_DATA ROWS_
####

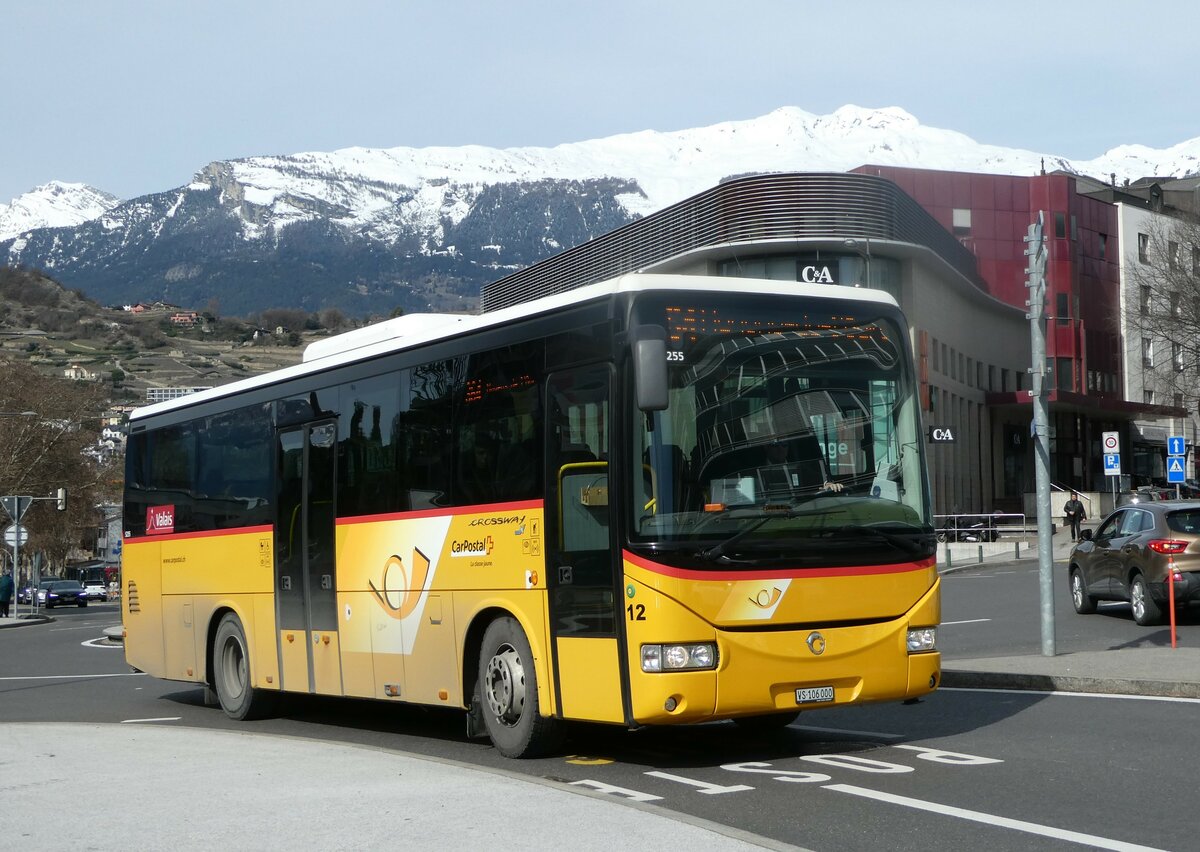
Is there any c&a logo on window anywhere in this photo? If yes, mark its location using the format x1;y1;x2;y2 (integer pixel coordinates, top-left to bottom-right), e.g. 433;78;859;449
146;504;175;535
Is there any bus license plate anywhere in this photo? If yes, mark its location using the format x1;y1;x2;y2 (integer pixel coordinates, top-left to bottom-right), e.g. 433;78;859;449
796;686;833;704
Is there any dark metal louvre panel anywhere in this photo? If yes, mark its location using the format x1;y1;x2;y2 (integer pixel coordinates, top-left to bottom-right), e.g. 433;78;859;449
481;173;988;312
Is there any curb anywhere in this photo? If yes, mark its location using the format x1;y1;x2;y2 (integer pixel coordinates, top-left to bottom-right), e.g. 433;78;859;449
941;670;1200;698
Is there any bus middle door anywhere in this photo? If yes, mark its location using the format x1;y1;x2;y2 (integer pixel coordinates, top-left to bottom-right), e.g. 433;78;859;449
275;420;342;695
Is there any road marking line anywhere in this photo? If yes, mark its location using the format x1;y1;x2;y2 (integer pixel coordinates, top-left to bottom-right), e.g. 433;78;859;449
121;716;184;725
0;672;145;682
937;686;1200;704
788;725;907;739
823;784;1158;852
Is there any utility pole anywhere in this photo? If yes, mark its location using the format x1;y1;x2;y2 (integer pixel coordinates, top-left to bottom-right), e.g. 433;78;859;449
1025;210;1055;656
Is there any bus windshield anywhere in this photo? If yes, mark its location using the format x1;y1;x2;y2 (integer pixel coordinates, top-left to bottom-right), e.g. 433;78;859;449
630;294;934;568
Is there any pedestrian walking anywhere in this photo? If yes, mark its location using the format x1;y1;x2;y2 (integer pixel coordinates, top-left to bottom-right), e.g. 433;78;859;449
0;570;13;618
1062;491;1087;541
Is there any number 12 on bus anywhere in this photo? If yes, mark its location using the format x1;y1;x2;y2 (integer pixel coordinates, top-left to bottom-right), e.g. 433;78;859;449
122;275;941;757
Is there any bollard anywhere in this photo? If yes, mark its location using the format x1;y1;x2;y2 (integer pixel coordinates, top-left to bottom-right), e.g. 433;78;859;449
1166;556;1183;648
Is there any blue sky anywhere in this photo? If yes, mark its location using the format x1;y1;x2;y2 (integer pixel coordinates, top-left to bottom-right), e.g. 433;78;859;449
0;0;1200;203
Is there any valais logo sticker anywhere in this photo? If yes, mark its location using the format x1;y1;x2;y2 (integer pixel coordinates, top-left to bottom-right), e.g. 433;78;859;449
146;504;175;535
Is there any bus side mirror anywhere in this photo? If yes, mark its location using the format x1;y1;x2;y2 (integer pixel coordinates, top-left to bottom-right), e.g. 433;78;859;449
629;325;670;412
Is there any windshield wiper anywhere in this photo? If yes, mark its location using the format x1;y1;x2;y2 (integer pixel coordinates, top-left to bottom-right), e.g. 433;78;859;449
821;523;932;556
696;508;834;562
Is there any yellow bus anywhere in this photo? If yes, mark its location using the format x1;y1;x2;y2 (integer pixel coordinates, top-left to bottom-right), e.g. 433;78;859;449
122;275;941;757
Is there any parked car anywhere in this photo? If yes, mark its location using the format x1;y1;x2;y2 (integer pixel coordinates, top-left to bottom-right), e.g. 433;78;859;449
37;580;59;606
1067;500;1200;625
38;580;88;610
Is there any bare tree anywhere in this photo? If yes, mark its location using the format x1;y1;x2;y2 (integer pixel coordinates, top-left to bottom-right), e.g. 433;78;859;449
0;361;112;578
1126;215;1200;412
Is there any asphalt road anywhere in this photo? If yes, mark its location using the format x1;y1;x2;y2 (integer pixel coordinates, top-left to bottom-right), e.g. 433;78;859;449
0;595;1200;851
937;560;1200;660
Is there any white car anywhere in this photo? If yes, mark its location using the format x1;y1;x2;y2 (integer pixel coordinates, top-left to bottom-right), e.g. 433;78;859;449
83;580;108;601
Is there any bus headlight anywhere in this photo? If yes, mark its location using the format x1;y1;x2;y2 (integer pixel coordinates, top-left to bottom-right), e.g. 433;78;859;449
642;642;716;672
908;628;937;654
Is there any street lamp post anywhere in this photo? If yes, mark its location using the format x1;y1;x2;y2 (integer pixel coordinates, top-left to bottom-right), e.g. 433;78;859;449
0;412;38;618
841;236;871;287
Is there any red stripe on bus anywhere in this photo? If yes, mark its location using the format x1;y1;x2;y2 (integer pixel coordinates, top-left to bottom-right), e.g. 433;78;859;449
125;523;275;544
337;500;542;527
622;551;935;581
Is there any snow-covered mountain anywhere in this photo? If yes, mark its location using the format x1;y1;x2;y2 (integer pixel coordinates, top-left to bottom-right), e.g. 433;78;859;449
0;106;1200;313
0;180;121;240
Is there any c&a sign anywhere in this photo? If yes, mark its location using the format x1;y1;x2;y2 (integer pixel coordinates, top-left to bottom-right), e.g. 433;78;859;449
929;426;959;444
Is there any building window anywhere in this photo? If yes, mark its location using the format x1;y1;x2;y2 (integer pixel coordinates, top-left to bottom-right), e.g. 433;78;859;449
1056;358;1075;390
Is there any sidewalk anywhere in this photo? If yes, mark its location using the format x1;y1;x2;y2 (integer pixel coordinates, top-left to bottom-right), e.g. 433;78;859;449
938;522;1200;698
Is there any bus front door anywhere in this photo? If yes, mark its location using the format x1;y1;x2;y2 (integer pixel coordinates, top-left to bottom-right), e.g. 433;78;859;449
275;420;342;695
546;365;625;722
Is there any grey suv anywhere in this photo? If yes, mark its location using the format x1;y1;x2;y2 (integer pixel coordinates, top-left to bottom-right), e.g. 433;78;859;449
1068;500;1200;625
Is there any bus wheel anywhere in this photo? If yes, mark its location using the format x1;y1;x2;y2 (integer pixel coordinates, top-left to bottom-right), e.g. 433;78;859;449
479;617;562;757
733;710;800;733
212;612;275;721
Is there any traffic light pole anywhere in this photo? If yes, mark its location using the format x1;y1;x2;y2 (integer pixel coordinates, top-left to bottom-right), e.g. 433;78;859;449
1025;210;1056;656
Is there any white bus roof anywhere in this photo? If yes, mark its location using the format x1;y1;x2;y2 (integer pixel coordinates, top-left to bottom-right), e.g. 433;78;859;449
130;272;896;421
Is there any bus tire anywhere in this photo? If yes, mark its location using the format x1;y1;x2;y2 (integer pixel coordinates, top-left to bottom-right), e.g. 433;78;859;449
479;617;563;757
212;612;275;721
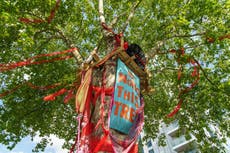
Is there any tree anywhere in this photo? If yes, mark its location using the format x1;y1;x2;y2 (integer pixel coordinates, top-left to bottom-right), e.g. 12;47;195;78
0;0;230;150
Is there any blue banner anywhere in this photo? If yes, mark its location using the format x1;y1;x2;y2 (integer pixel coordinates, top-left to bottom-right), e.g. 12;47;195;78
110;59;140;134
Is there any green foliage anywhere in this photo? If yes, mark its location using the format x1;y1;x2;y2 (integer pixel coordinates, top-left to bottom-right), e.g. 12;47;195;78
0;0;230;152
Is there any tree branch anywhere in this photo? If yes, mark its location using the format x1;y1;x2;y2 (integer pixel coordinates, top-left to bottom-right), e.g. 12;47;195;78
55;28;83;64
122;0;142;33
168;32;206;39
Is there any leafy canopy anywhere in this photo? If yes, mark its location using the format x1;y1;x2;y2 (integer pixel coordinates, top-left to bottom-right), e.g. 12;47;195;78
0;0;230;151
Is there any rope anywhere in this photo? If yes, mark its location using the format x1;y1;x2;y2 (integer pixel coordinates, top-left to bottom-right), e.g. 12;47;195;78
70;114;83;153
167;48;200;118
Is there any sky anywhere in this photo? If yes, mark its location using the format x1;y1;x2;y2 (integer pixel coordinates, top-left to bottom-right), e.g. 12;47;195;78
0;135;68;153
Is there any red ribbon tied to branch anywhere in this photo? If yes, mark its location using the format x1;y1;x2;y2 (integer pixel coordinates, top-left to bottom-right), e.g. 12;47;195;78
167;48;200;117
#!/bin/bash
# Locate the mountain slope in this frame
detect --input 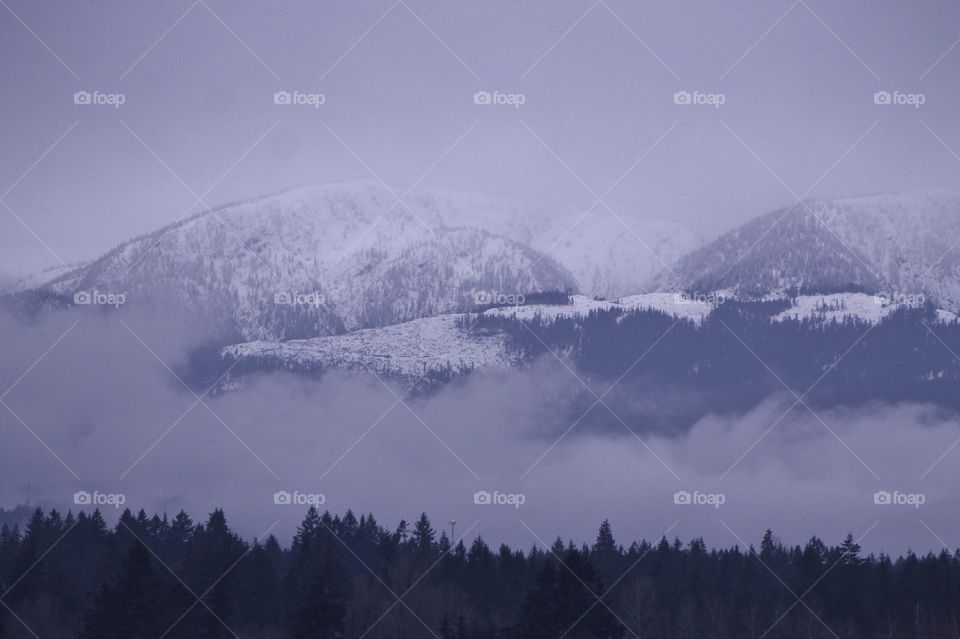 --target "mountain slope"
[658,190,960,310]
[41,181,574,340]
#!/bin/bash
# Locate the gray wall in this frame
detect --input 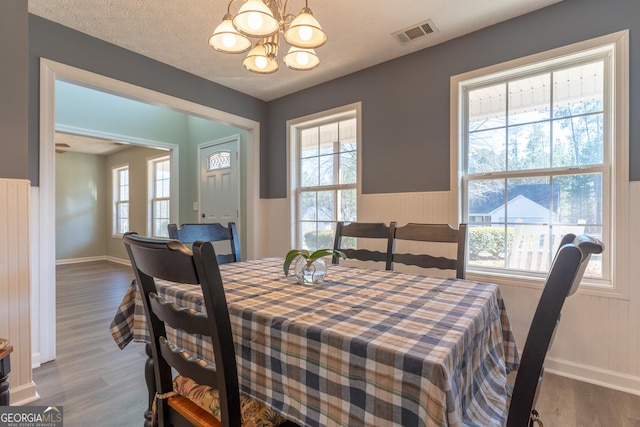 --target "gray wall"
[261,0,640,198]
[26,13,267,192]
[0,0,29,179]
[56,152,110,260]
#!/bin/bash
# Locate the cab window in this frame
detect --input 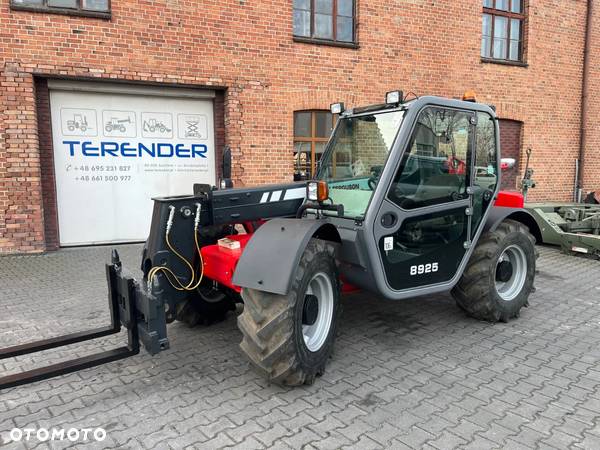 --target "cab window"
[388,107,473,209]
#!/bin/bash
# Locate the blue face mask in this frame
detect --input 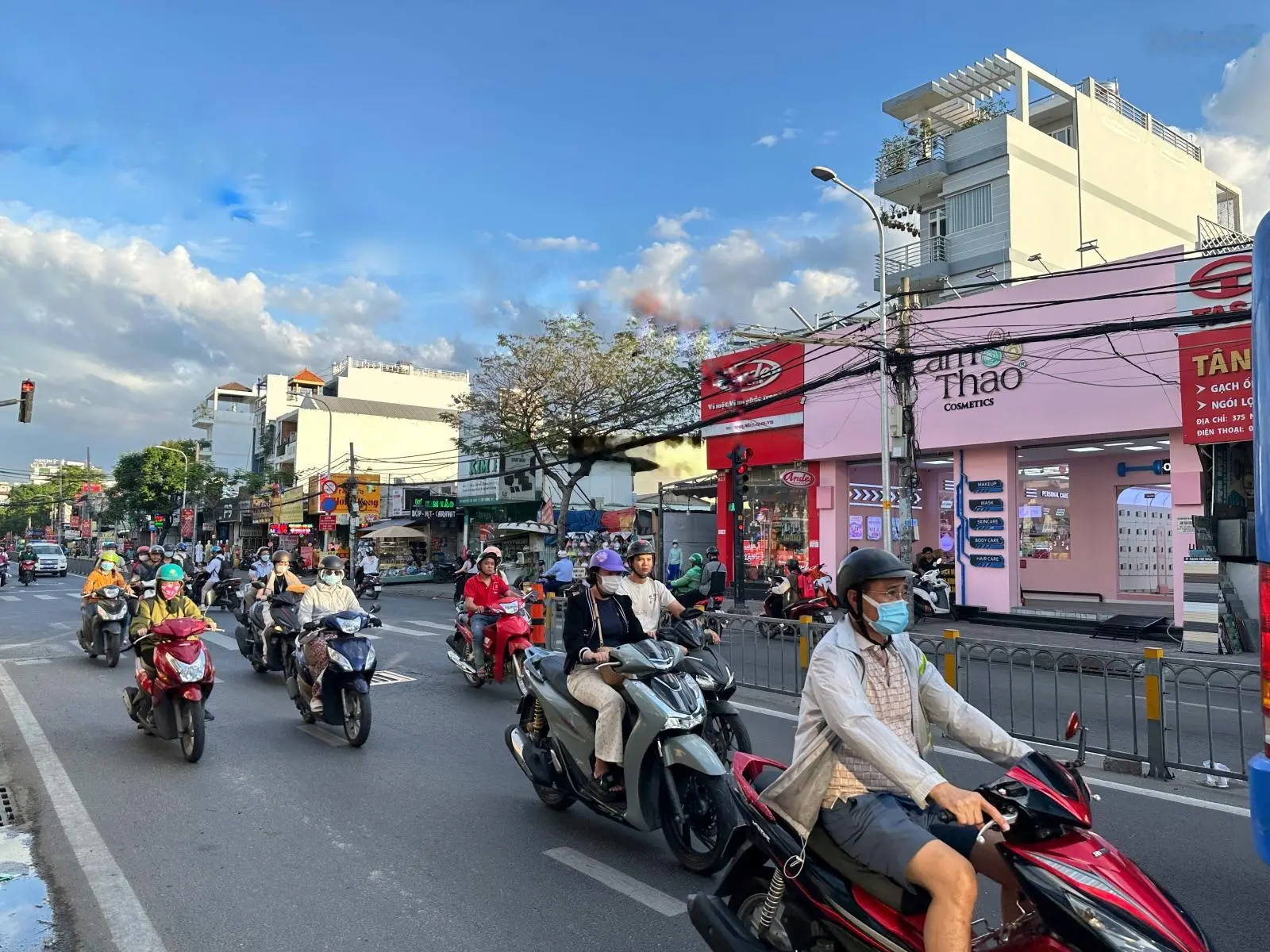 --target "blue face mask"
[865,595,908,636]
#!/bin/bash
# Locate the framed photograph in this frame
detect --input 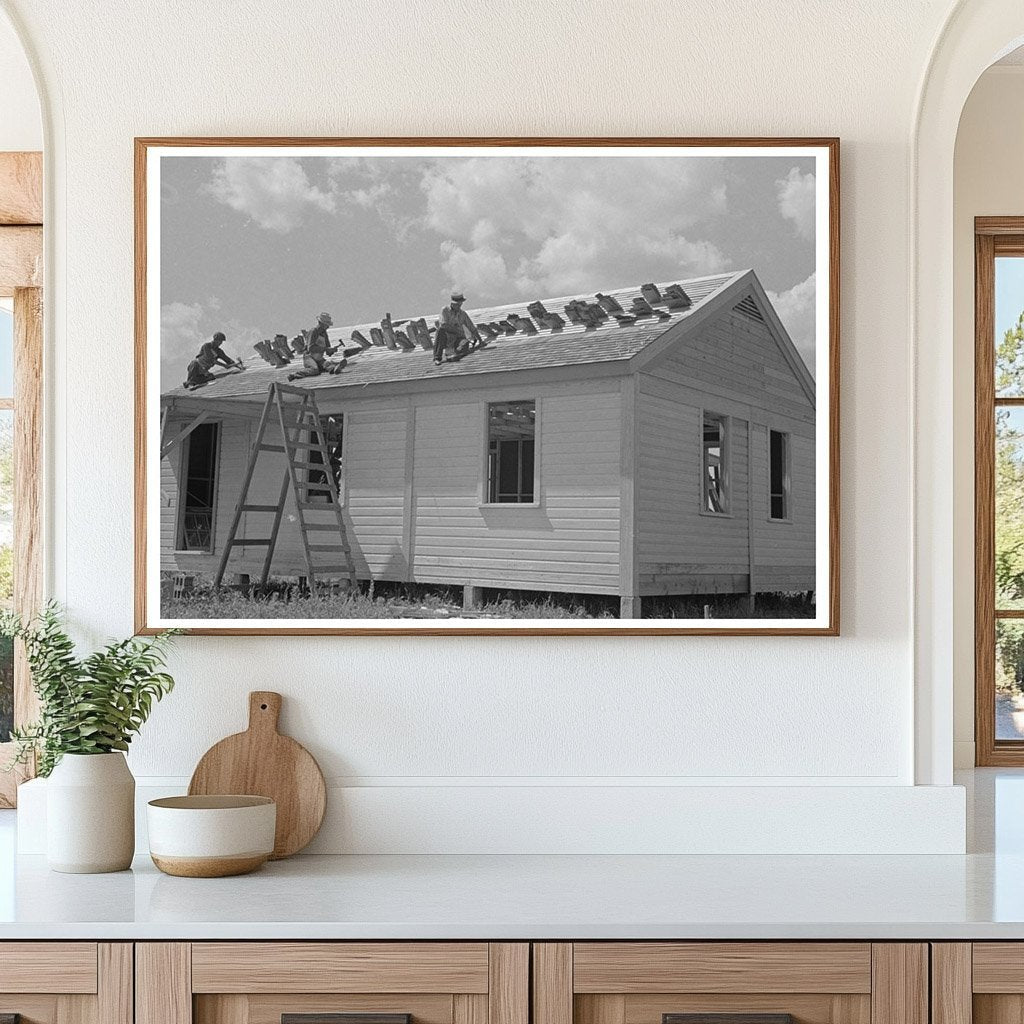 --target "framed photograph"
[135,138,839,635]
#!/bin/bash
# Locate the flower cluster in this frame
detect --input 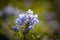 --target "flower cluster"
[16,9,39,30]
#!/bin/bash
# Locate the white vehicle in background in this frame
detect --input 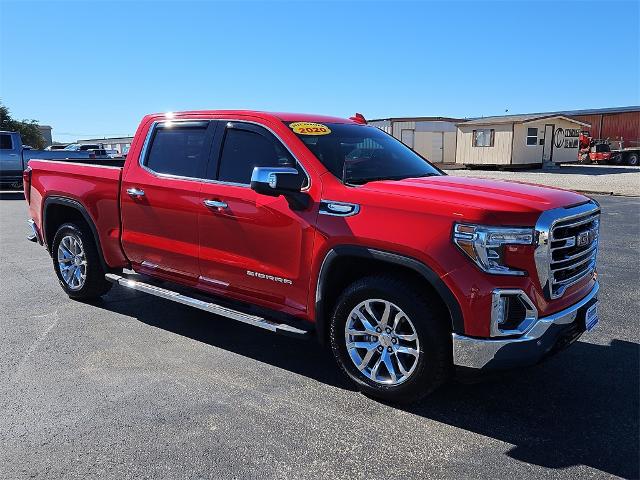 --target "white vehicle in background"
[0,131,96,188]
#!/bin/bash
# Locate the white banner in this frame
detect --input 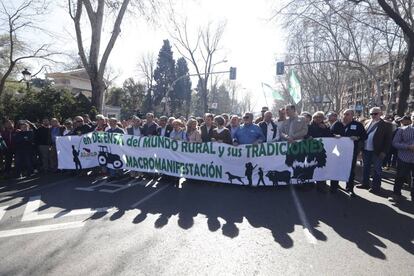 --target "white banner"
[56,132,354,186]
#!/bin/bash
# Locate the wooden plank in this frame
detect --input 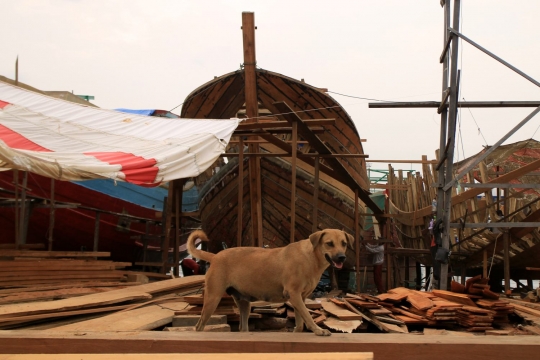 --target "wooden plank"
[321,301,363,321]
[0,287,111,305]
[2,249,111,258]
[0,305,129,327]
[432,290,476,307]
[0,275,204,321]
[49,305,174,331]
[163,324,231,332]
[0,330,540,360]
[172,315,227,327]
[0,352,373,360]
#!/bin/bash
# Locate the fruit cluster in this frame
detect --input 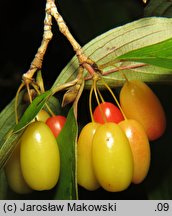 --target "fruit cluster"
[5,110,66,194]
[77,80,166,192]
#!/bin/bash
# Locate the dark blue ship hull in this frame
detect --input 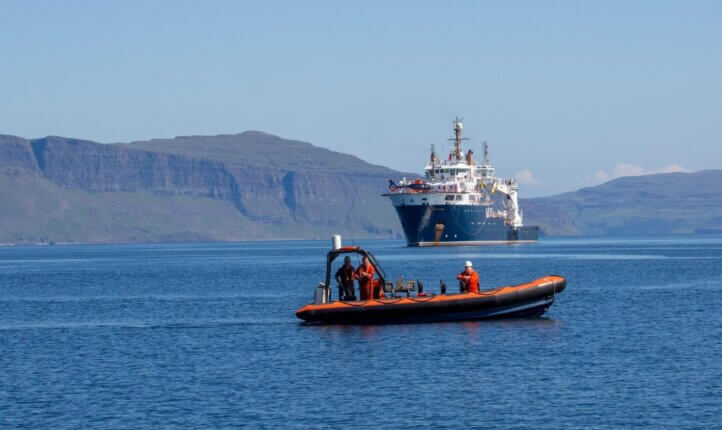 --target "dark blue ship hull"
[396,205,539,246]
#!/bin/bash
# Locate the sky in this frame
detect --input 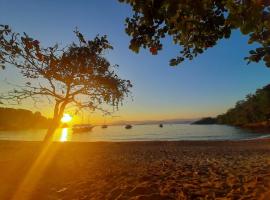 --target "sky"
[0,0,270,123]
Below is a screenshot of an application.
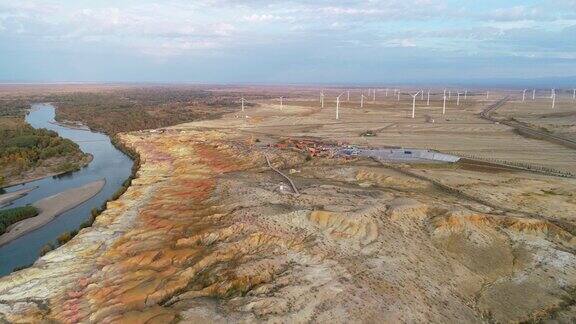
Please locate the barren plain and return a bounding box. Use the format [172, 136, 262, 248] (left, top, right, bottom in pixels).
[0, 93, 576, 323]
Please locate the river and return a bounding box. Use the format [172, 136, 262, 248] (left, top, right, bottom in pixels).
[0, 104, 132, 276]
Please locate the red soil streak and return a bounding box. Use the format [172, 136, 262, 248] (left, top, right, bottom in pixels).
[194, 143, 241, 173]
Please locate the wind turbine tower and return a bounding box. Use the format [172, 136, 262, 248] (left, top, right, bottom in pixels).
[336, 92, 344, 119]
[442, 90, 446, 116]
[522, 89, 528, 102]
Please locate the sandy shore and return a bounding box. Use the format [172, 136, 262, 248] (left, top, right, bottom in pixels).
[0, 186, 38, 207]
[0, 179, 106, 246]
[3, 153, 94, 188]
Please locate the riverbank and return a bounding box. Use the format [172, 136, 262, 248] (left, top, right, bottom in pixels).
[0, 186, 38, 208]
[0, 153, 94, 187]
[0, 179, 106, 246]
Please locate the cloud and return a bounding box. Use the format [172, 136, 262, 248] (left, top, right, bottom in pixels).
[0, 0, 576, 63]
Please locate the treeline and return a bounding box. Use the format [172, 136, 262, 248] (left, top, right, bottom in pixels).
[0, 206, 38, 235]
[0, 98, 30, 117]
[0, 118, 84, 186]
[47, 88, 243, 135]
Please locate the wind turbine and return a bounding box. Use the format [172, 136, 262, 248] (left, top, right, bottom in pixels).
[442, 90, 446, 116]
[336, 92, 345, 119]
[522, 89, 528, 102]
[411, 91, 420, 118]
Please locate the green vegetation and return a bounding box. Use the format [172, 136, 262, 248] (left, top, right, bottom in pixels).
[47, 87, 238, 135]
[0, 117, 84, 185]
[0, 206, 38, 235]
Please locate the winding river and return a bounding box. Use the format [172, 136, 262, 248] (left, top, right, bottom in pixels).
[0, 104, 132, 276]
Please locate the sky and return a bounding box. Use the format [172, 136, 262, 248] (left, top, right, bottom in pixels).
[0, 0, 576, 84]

####

_DESCRIPTION OF THE TASK_
Please write out everything from the line containing "Is there any tree branch" down to the line containing "167;48;200;118", both included, substituting "tree crown" for "leafy canopy" and leaving everything else unchanged.

_FINAL RESULT_
Is there any tree branch anywhere in this photo? If yes, mark its location using the format x1;y1;x2;y2 (integer pixel coordinates, top-left to bottom-right), e.g. 12;47;195;78
55;28;83;64
122;0;142;33
168;32;206;39
Is there any tree crown anywhere in this photo? If yes, mark its location using the format x1;y1;x2;y2 (integer pixel coordinates, top-left to bottom-right), e.g. 12;47;195;78
0;0;230;151
Is there any rope anywhere in this photo? If yes, mark its location using the format x1;y1;x2;y2 (integer pixel coordinates, top-left to bottom-right), e.g. 12;47;195;78
70;114;83;153
167;48;200;118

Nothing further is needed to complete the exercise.